How good is the RTX 2080 Ti for Leela?

Discussion of anything and everything relating to chess playing software and machines.

Moderators: hgm, Harvey Williamson, bob

Forum rules
This textbox is used to restore diagrams posted with the [d] tag before the upgrade.
Hai
Posts: 361
Joined: Sun Aug 04, 2013 11:19 am

How good is the RTX 2080 Ti for Leela?

Post by Hai » Sat Sep 15, 2018 9:12 pm

How good is the RTX 2080 Ti for Leela?

Robert Pope
Posts: 433
Joined: Sat Mar 25, 2006 7:27 pm

Re: How good is the RTX 2080 Ti for Leela?

Post by Robert Pope » Sat Sep 15, 2018 11:43 pm

Nobody has one, so nobody knows. According to Milos, it's only going to gain from the clock speed, so maybe 10%-15% faster. We'll know for sure once they are actually in the market.

» **PROBLEM SET**
a. Output the passage of the RTX 2080 Ti thread from "Post by Hai" up to and including "in the market.".
b. Write the next part of the RTX 2080 Ti thread, starting after its final post.
The data that follows is not needed for this work.

» **DATASET EXCERPTS**
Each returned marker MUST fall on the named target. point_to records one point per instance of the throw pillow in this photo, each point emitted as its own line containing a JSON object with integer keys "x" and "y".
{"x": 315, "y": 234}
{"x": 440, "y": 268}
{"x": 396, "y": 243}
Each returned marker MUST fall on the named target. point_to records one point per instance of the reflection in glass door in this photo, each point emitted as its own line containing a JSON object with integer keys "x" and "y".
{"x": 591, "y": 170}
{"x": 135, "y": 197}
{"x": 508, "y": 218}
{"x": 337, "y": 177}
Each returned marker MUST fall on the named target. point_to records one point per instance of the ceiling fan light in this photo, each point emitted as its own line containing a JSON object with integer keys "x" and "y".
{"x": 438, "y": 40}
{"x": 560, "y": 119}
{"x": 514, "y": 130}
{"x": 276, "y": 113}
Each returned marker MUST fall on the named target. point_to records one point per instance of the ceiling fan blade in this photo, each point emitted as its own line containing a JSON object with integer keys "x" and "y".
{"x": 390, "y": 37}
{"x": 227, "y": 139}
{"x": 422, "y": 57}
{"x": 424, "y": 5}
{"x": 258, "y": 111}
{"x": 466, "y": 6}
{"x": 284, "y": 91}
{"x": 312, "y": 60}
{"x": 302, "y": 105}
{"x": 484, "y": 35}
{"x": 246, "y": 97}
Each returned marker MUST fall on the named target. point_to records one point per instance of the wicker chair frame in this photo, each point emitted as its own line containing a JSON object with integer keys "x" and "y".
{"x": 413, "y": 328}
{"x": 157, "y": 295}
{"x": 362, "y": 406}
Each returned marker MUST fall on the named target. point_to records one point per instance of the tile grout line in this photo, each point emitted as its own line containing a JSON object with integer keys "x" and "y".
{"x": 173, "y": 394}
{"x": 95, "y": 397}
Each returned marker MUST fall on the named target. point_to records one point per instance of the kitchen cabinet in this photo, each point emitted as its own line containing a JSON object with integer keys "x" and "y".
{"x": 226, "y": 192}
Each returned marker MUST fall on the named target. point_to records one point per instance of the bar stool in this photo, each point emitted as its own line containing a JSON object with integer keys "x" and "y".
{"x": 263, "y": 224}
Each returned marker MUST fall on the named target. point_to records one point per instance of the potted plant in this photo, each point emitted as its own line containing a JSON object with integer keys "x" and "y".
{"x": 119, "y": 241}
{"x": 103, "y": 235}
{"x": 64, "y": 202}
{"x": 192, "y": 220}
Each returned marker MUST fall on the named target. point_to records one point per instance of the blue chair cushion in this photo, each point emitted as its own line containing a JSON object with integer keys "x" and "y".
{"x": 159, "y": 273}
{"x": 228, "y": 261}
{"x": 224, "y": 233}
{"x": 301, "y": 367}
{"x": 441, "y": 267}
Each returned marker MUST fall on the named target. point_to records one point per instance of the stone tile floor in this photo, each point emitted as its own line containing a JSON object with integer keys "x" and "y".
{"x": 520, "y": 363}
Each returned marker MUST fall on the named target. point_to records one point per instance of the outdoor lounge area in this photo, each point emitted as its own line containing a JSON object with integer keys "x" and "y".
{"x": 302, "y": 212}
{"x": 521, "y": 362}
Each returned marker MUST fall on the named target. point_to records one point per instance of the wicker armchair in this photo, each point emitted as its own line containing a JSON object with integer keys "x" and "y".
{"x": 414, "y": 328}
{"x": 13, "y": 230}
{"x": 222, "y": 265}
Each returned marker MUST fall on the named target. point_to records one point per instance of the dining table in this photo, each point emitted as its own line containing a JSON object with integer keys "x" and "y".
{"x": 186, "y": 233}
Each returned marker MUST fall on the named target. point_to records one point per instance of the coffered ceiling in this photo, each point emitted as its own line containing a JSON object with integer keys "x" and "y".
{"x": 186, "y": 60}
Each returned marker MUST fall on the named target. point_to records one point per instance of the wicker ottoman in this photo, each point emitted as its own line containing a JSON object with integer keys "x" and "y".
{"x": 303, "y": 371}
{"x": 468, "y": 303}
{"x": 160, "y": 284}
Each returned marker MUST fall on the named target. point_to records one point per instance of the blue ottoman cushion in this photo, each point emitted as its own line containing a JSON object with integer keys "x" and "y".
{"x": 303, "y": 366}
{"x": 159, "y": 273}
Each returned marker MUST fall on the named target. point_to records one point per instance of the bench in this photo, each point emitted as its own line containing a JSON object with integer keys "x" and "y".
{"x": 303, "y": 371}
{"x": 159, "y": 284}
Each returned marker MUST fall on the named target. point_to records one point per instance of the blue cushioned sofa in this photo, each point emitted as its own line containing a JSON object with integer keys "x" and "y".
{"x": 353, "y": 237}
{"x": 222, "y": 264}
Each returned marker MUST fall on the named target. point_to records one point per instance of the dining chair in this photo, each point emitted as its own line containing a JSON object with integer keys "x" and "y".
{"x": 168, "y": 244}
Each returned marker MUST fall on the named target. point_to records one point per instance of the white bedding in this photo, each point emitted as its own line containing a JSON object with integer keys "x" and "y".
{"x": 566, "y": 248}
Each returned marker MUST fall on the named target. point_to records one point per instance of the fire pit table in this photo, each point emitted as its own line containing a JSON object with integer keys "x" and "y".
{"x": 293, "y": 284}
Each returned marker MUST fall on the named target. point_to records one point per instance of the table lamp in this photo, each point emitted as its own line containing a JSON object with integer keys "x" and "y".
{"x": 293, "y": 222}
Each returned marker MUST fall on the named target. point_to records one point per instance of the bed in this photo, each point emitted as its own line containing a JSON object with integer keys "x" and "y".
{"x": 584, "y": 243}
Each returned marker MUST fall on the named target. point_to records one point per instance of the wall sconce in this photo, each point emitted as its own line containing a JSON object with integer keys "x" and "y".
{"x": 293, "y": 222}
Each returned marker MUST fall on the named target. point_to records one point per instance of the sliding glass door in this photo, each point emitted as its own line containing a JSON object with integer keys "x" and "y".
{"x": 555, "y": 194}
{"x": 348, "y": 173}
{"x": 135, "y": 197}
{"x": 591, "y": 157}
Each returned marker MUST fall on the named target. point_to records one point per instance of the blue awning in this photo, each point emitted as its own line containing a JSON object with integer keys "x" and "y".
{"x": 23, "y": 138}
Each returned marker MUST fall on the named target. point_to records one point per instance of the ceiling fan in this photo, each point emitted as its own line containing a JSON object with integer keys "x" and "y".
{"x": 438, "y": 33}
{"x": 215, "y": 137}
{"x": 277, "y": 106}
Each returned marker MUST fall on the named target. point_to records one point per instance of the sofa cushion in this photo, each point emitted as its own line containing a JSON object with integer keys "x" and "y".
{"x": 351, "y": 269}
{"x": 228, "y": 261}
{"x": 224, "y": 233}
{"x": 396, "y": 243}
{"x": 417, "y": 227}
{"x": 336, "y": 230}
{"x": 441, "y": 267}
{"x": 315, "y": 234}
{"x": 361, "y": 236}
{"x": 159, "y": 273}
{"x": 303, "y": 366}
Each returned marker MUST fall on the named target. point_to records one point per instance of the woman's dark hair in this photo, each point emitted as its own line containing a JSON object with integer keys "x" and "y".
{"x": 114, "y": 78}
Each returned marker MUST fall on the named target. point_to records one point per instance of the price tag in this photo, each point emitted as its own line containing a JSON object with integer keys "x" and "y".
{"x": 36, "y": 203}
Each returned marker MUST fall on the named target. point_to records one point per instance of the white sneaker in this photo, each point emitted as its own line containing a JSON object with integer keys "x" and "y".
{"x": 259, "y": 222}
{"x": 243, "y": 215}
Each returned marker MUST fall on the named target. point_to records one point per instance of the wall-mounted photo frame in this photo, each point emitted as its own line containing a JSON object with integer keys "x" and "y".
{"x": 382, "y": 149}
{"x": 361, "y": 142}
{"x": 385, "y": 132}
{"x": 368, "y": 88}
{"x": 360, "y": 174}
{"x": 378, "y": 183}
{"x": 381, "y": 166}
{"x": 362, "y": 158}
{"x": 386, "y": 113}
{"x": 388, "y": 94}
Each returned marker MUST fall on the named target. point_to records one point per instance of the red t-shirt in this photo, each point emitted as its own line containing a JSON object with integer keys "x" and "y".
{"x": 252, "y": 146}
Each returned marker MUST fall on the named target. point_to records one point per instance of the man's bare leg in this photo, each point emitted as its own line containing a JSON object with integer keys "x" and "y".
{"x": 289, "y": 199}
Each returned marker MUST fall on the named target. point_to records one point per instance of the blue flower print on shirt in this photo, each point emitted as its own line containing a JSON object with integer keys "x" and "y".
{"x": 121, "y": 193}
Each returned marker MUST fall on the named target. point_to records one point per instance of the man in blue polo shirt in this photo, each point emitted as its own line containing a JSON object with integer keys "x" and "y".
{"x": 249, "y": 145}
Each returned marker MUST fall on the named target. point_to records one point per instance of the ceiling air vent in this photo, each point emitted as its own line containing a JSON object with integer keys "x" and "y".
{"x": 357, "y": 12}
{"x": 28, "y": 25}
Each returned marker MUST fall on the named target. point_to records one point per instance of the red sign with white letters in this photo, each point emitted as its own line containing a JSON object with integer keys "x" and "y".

» **RESULTS FOR THE EXERCISE**
a.
Post by Hai » Sat Sep 15, 2018 9:12 pm

How good is the RTX 2080 Ti for Leela?

Robert Pope
Posts: 433
Joined: Sat Mar 25, 2006 7:27 pm

Re: How good is the RTX 2080 Ti for Leela?

Post by Robert Pope » Sat Sep 15, 2018 11:43 pm

Nobody has one, so nobody knows. According to Milos, it's only going to gain from the clock speed, so maybe 10%-15% faster. We'll know for sure once they are actually in the market.

b.
ankan
Posts: 61
Joined: Sun Apr 21, 2013 1:29 pm
Location: Pune, India
Contact:

Re: How good is the RTX 2080 Ti for Leela?

Post by ankan » Sun Sep 16, 2018 3:46 am

It should be very similar to a Titan V for lc0.

It has tensor cores enabled, and it's peak fp16 tensor math throughput is almost exactly same as a Titan V (114 Tflops vs 110 Tflops):
https://www.anandtech.com/show/13282/nv ... eep-dive/6

I have one, but I can't post any benchmarks before reviews are out :)

Note that right now lc0 can't make use of int8 (or int4) math, but google did it with A0 on their TPUs so its something lc0 team wants to try in future. If successful, we hope to get another 2x speedup.

Werewolf
Posts: 1063
Joined: Thu Sep 18, 2008 8:24 pm

Re: How good is the RTX 2080 Ti for Leela?

Post by Werewolf » Mon Sep 17, 2018 4:05 am

ankan wrote:
Sun Sep 16, 2018 3:46 am
It should be very similar to a Titan V for lc0.

It has tensor cores enabled, and it's peak fp16 tensor math throughput is almost exactly same as a Titan V (114 Tflops vs 110 Tflops):
https://www.anandtech.com/show/13282/nv ... eep-dive/6

I have one, but I can't post any benchmarks before reviews are out :)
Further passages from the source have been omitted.